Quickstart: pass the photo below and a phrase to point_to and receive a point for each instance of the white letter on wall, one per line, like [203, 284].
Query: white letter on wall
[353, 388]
* * *
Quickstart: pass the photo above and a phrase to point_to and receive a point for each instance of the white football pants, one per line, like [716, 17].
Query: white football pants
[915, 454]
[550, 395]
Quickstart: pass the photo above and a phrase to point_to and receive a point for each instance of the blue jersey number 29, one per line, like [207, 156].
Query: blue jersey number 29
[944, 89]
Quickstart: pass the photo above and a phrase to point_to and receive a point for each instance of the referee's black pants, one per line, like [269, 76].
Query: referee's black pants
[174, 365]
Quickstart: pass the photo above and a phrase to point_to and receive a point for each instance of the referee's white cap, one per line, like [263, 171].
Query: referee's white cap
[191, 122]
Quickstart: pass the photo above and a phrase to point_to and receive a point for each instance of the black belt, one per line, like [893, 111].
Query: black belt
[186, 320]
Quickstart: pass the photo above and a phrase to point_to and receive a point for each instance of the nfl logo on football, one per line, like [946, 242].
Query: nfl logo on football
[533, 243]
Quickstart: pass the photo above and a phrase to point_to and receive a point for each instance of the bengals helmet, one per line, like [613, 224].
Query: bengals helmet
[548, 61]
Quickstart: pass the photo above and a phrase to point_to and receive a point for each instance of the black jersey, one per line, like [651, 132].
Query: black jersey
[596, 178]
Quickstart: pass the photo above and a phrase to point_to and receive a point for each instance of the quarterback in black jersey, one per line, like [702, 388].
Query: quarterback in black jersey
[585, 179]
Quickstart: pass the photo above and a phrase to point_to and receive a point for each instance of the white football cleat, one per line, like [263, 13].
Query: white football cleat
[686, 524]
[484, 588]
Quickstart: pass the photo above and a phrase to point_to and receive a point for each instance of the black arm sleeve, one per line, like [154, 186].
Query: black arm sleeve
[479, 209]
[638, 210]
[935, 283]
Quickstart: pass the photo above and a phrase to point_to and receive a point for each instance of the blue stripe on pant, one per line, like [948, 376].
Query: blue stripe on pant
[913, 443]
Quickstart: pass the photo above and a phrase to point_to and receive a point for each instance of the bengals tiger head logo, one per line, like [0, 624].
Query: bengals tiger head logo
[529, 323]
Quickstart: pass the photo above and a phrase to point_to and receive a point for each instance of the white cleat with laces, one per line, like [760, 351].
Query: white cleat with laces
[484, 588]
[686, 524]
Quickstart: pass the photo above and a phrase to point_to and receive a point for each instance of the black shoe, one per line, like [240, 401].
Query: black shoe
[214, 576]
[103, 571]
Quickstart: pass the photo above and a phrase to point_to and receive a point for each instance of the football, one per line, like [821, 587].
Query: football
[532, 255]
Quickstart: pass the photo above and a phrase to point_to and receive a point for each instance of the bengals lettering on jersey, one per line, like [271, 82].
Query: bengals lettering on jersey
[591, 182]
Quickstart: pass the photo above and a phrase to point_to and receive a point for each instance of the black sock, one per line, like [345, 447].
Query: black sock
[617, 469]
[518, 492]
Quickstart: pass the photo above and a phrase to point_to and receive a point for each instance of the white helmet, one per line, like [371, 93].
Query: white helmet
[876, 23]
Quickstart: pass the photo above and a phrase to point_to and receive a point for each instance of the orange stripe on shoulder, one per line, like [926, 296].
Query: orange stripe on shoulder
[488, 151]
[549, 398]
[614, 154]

> _DESCRIPTION OF THE TASK_
Look above for the line with "Query: bengals helmet"; retype exactly that line, every line after it up to the line with "like [345, 447].", and that line too, nothing else.

> _FINISHED TASK_
Query: bengals helmet
[548, 61]
Quickstart: pass the photo above and a phrase to point_to and receive a point for each instance of the black jersey, one per line, like [651, 132].
Query: black jersey
[596, 178]
Quickstart: pass the photo above and a phrase to point_to and receive a point for each instance of the quarterback in black jersey, one per line, like [702, 388].
Query: quarterback in black jersey
[585, 179]
Quickstart: pass the photo above and a phrase to point_to and receive a point for each instance of the white football cleat, one per line, like [263, 13].
Query: white football cleat
[686, 524]
[484, 588]
Quickstart: pass the photo above and a phrase to point_to and receive a point for each instance of the black arm sleeve, one per line, like [154, 186].
Query: black arm sleeve
[479, 209]
[638, 210]
[935, 283]
Quickstart: pass the photo above and a phrase to point_to and receive a point for each instance of the blue stripe on pant, one per line, like [948, 376].
Query: blue stripe on pant
[913, 443]
Quickstart: pass the photo above and a phrase to point_to and receive a point for each instance of the bengals tiger head logo, one per line, like [0, 624].
Query: bengals tiger head logo
[529, 323]
Quickstart: pass the photo above and a phrase to point_to and receive a point for each instance of the white cleat with laces, one per line, like [760, 351].
Query: white cleat with laces
[484, 588]
[686, 524]
Quickstart: pass the photo above and a phrase to point_to and receive a point for each instance of the black shoe, one per line, like [240, 401].
Query: black shoe
[214, 576]
[103, 571]
Quickstart: pass the photo above and a phrase to point_to and receive a point for each instance of the football, one per line, like [821, 587].
Query: football
[532, 255]
Quickstart: pass the photo above and a phrase to point_to and receive a point for each instance of the bengals lettering on jersey, one per line, like [271, 82].
Query: bengals lettering on jersey
[591, 182]
Quickstart: pass the photo above and a phrase to point_to and receive a point for each instance of the black sock, one per line, like [345, 447].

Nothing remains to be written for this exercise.